## TEXTO DE LECTURA
_ _ _ _
El libro lo consagró entre los observadores más exigentes del panorama cultural español -Juan Ramón Jiménez, Ortega y Gasset, Gregorio Marañón-, y lo que sigue resulta bien conocido. Surge el Miguel Hernández de enunciación más directa y reconocible, donde el bagaje conseguido a través de tan duro esfuerzo se pone al servicio de una concepción bien trabada e inequívoca, que durante la guerra civil le permite convertirse en Viento del pueblo (1937). Este poemario se cuenta entre los textos de militancia explícita, pero -al igual que le sucediera con su etapa católica- el poeta, como tal, consiguió ir más allá de las meras consignas rimadas.

Es el caso de la «Canción del esposo soldado», donde lo circunstancial y privado se sobrepasa ampliamente para acceder al plano colectivo. Su métrica, sin embargo, es harto complicada, lejos del tópico e inevitable romance al uso: alejandrinos que se agrupan en serventesios de pie quebrado de rima consonante y organizados al compás de un ritmo de auténtico virtuoso, contrapunteado por las más depuradas resonancias. Y es que la paternidad supuso para él una experiencia de primerísimo orden, cuando el 19 de diciembre de 1937 nace su primer hijo, Manuel Ramón. No lo ve nacer, ni tampoco lo verá morir, aunque ese niño será el protagonista de muchos de los versos que urde a partir de entonces, y el inspirador de un tono bien distinto al utilizado en los altavoces del frente.

El viaje a la Unión Soviética en la segunda mitad de 1937 sirve para acentuar las distancias entre los poemas más característicos de Viento del pueblo y El hombre acecha, aunque ambos comparten temas de circunstancias compuestos con anterioridad a la consolidación de los respectivos conjuntos. Aun así, resulta más heterogéneo el primero, recopilación en buena medida de materiales dispersos publicados o leídos aquí o allá. Además, Viento del pueblo introduce un recurso que subraya su carácter de crónica: las fotografías. Y hay ciertas continuidades en la organización de sus materiales. Es el caso de las «Elegías» primera y segunda, donde se evoca, respectivamente, a Federico García Lorca o Pablo de la Torriente Brau, y que se podrían vincular a poemas como «Sentado sobre los muertos» y «Al soldado internacional caído en España». O las composiciones dedicadas a la juventud -«Nuestra juventud no muere», «Llamo a la juventud»-; los homenajes -«Rosario dinamitera», «Pasionaria»-; u otros -que se cuentan entre los más convincentes- donde se denuncia la explotación infantil -«El niño yuntero»- o reivindica el trabajo -«El sudor», «Las manos»-, sobre todo el rural -«Jornaleros», «Aceituneros», «Campesino de España»-.
_ _ _ _
## REGISTROS GUARDADOS

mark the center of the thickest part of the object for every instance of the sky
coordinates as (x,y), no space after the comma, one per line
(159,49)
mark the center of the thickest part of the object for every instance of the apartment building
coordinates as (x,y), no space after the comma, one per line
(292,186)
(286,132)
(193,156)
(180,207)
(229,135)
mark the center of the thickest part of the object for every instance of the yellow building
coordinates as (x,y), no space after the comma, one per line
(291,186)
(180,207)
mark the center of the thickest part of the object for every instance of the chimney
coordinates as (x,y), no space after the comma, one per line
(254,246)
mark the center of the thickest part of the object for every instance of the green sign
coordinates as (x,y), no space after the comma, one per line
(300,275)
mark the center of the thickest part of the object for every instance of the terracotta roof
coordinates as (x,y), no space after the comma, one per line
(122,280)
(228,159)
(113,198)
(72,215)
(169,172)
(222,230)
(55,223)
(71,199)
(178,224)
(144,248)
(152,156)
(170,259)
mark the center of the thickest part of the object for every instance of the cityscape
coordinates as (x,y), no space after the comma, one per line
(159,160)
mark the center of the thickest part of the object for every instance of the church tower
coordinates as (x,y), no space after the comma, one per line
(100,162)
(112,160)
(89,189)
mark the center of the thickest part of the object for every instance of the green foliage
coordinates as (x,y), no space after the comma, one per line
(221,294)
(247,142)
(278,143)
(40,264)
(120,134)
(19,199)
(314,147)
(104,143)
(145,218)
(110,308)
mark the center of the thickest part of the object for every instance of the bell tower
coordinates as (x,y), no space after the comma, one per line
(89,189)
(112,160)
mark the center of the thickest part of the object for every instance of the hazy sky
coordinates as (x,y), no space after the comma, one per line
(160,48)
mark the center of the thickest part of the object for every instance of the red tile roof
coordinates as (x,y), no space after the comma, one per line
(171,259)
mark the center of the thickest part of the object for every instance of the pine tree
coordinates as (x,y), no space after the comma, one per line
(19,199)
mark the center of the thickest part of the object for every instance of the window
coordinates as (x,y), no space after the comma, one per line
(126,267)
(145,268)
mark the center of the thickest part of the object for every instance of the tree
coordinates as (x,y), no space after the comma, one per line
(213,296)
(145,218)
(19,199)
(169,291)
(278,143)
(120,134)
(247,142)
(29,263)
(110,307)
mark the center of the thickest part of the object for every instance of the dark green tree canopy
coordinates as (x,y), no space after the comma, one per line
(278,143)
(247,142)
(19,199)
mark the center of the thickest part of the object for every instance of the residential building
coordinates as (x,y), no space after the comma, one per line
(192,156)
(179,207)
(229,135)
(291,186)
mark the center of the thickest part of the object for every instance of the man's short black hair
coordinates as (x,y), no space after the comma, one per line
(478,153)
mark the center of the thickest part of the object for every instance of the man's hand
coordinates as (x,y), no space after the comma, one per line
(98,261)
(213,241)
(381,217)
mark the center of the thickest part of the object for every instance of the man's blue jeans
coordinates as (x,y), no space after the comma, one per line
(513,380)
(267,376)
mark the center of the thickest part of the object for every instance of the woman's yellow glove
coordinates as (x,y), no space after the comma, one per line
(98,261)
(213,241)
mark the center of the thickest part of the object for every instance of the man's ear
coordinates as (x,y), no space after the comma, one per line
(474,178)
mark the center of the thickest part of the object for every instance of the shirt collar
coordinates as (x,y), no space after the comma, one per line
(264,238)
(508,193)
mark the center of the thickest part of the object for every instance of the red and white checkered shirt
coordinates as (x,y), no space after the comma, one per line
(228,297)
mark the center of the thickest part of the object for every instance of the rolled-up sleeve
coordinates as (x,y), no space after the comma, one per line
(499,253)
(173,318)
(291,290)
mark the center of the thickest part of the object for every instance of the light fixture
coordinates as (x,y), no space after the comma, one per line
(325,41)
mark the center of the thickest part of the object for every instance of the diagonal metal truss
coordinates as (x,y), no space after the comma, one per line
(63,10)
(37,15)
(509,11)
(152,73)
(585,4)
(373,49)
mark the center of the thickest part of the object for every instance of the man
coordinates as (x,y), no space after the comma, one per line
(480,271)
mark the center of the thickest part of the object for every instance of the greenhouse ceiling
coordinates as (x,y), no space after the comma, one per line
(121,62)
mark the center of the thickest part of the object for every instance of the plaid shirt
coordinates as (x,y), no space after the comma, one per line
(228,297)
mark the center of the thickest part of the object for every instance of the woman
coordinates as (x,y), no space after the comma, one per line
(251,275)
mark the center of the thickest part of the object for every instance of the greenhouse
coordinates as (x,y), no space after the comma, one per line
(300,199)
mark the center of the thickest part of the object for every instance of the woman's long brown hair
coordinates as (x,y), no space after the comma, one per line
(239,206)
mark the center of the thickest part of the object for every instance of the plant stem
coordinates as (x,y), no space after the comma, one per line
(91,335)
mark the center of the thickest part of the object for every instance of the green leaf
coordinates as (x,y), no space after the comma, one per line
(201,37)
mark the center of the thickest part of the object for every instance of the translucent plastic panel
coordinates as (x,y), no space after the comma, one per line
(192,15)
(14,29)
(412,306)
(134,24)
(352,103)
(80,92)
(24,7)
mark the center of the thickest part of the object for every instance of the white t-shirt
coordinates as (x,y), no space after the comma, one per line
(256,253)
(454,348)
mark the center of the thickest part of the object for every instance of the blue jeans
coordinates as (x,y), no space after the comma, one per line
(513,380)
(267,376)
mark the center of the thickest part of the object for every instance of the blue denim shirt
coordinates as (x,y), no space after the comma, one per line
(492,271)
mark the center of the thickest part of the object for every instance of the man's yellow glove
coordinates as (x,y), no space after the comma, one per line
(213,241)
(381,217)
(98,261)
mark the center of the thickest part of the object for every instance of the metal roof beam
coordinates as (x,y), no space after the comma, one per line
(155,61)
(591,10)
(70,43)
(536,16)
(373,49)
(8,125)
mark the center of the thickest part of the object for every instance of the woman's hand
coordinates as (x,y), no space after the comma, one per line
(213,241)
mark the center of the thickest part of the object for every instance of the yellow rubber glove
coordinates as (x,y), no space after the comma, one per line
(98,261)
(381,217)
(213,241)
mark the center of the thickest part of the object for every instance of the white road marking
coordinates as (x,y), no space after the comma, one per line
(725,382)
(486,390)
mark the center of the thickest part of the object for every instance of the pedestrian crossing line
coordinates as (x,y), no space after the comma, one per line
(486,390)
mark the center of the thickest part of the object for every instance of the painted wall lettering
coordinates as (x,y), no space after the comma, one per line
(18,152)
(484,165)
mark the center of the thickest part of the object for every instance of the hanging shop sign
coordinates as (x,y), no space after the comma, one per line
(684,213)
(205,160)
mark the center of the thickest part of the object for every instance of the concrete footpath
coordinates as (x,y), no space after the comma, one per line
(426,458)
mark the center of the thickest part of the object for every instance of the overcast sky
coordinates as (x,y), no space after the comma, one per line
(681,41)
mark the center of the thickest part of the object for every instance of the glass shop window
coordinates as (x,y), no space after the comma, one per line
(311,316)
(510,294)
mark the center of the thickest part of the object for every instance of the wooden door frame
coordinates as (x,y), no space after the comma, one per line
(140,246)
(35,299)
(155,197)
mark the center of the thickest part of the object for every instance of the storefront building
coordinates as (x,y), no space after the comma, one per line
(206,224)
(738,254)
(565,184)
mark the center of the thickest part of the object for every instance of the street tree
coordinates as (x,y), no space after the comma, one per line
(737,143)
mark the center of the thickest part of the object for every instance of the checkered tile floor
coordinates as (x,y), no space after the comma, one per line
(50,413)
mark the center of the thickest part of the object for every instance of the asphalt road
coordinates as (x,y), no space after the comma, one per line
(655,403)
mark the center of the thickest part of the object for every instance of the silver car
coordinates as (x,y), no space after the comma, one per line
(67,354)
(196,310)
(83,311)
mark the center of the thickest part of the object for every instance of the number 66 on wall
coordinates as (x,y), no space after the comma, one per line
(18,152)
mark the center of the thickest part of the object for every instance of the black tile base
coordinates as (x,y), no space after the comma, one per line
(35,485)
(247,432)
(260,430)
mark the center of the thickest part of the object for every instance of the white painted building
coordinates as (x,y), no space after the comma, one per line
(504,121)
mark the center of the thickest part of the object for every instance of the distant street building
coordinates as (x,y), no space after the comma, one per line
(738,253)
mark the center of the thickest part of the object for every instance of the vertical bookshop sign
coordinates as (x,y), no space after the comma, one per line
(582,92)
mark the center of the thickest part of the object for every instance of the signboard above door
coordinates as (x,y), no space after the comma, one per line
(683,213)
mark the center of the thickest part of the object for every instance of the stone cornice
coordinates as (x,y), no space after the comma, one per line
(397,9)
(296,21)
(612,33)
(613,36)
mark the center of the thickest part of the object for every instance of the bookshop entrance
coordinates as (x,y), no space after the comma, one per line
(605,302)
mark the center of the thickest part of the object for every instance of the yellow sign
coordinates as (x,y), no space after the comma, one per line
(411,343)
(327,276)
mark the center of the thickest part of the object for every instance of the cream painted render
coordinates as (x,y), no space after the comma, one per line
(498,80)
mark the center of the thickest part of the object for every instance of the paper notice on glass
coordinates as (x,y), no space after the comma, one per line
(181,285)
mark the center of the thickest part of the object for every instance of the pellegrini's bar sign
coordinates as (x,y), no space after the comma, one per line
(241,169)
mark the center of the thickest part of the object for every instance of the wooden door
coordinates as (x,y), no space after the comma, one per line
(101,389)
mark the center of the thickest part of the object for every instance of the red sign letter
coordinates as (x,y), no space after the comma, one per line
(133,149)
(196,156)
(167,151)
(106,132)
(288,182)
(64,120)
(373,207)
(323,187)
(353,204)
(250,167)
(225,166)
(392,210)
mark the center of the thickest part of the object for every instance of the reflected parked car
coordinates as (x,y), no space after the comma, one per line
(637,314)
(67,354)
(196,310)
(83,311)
_ _ _ _
## INSTRUCCIONES DE TRABAJO
- 1) Nombra a las figuras del panorama cultural español que, según el texto sobre Miguel Hernández, lo consagraron gracias al libro.
- 2) Según el texto sobre Miguel Hernández, ¿en qué fecha nació su primer hijo?
- 3) Prosigue el texto sobre Miguel Hernández a partir de su última oración.

## RESPUESTAS DEL EJERCICIO
- 1) Juan Ramón Jiménez, Ortega y Gasset y Gregorio Marañón.

- 2) El 19 de diciembre de 1937.

- 3)
Con respecto al otro conjunto bélico -El hombre acecha-, Viento del pueblo mantiene algún elemento común: una dedicatoria-manifiesto, en un caso dirigida a Vicente Aleixandre, en el otro a Pablo Neruda. También hay ciertos poemas en los que se aprecia la continuidad de tono entre ambos libros. Por ejemplo, su división en forma de dípticos: «Recoged esta voz», en Viento del pueblo. Y en El hombre acecha, «El hambre», «El herido» y «Las cárceles».

Estos dípticos resultan tan peculiares que cabría preguntarse si su dualismo no será un eco -si no literal, quizá sí inconsciente- del enfrentamiento de los dos bandos durante la guerra civil. Y que luego -en su ciclo final del Cancionero y romancero de ausencias- se resuelve en forma de tríptico conciliador a través de poemas como «Hijo de la luz y de la sombra», pasando por el vientre de la mujer, que ya en la «Canción del esposo soldado» de Viento del pueblo apaciguaba las contradicciones y tensiones entre la vida -el esposo- y la muerte -el soldado- al asegurar: «Para el hijo será la paz que estoy forjando». Pues será esa descendencia a través de la cual confraterniza con toda la estirpe humana la que corrobore al esposo, del mismo modo que al soldado lo justifica la paz destinada al hijo.

Admitidas estas salvedades, El hombre acecha sigue otros modelos en su estructura, recuperando una variante del sistema vertebrador de El rayo que no cesa. En este caso, haciendo que los formatos populares abran y cierren el libro con la «Canción primera» y la «Canción última», y mediándolo a manera de eje de simetría con el poema «Carta».

Esas tres composiciones no solo son las únicas que emplean la cursiva -en todo o en parte-, sino que mantienen el octosílabo frente al resto, que se vierte en cauces más caudalosos, con predominio del alejandrino. Y del mismo modo que en alguno de los poemas estructuradores de El rayo que no cesa -como «Me llamo barro»-, se anunciaba el tono de la poesía impura, estas tres composiciones en metros cortos de El hombre acecha preludian ya el registro más intimista del Cancionero y romancero de ausencias.

Además, si en Viento del pueblo predomina la faceta optimista, entusiasta, combativa y llena de esperanza en la victoria del conflicto, El hombre acecha es el envés de esa visión con su desalentador balance. El odio, las cárceles, los heridos, han sustituido a la fraternidad, la libertad y la sangre fecunda, vislumbrándose la derrota. Es ya un recogimiento hasta lo privado, como había sucedido durante la honda mutación existencial e ideológica de 1935, saldada con el repliegue y registro amoroso de El rayo que no cesa.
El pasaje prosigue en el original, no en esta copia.